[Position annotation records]

------------------------

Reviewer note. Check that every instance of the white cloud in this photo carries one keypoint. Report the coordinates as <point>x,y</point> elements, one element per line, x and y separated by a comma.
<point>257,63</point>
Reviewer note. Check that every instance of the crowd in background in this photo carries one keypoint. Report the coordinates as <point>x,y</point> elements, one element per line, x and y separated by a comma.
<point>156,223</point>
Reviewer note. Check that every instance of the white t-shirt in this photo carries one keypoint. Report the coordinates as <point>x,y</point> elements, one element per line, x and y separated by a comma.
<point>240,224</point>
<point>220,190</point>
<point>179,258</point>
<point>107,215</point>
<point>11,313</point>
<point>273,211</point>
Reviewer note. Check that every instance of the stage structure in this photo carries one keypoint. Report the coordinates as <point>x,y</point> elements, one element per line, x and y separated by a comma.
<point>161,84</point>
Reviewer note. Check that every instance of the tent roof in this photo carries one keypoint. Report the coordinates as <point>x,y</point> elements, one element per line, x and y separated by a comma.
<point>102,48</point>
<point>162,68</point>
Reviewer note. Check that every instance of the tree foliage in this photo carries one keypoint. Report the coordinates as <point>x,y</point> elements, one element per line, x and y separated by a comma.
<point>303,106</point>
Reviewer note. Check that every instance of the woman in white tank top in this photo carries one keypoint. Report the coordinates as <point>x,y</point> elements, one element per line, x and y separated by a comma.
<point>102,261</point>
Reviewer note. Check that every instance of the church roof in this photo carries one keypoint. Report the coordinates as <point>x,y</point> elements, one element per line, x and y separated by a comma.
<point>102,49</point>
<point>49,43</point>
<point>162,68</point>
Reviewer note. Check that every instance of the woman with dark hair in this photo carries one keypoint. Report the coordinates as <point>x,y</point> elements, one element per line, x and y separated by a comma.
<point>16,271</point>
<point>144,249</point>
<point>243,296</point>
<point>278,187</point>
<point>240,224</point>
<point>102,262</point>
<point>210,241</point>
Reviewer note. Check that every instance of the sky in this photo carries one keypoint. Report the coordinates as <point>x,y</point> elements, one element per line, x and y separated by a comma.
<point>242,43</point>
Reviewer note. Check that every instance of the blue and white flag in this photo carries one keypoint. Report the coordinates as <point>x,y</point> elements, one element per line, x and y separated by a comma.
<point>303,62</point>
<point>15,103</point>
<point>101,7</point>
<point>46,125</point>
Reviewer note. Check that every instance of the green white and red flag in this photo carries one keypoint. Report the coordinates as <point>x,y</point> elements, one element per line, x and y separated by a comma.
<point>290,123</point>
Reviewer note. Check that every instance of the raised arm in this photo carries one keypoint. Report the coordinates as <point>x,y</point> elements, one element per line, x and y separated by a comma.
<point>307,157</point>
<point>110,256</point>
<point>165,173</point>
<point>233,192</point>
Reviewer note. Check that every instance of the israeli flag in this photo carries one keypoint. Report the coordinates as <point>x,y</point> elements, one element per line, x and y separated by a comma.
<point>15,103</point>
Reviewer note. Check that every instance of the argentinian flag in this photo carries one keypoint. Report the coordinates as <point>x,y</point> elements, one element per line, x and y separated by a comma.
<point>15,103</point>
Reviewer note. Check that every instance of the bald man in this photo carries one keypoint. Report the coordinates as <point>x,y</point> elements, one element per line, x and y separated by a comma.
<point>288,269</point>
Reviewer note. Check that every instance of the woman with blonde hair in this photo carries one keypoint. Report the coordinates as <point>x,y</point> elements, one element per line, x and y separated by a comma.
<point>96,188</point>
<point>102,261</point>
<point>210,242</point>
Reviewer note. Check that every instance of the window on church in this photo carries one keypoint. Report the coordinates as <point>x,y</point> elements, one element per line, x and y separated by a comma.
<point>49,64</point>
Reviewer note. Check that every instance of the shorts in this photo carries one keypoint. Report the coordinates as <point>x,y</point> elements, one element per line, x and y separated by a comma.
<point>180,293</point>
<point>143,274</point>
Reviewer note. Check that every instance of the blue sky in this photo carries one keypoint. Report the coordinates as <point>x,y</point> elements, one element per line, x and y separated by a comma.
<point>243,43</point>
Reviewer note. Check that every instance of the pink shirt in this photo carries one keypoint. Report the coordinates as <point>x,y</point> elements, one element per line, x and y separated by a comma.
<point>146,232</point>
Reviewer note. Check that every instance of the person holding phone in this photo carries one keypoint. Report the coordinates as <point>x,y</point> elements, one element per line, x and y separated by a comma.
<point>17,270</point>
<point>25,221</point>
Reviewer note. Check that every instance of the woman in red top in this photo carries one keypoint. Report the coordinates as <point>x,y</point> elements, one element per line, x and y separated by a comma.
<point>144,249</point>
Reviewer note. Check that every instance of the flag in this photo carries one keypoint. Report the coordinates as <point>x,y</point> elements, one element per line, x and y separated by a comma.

------------------------

# WHAT TO WORK ON
Write out the rows from the line containing "woman with blonde" through the end of the records, both ends included and requests kept. Multiply every x and y coordinate in the answers by 0.95 and round to the nearest whole number, with halves rounded up, leaving the requests unchanged and giving nothing beyond these rows.

# RESPONSE
Reviewer note. Check that every instance of the woman with blonde hair in this photo carries one keypoint. Report the coordinates as <point>x,y</point> elements, one element per line, x and y separated by a comma.
<point>91,179</point>
<point>97,248</point>
<point>200,230</point>
Reviewer note. Check that every instance of the window on church in this photo carries one keypoint. Report the coordinates as <point>x,y</point> elements, one element per line, x and y separated by a comma.
<point>47,61</point>
Reviewer note. Check that every instance of the shorts in this photo carries one keypoint. Report the coordinates as <point>x,y</point> elements, one element per line, x and y separated by a comma.
<point>171,278</point>
<point>136,260</point>
Reviewer note. Check that every instance of the blue sky in this photo carries one keypoint. Report the coordinates as <point>x,y</point> elements, one element per line, x and y separated by a comma.
<point>231,41</point>
Reviewer note. Check that every instance of the pink shirt in this photo carries one keypoint. Report the coordinates as <point>x,y</point> elements, one element per line, x and y separated by a comma.
<point>139,220</point>
Reviewer note. Check that every instance of the person holding phone in this photo carries one keypoint. Report the coordinates as <point>x,y</point> elements, one element per line, x and y separated by a comma.
<point>16,257</point>
<point>24,210</point>
Reviewer note. Check that every instance of the woman in red top in this photo carries one keypoint. Report the coordinates as <point>x,y</point> elements, one element per line, x and y separated by a comma.
<point>137,237</point>
Reviewer note. Check that every instance of the flag in this photo carries one keypoint. Report the coordinates as <point>x,y</point> elements, one element per line, x and y separated by a comma.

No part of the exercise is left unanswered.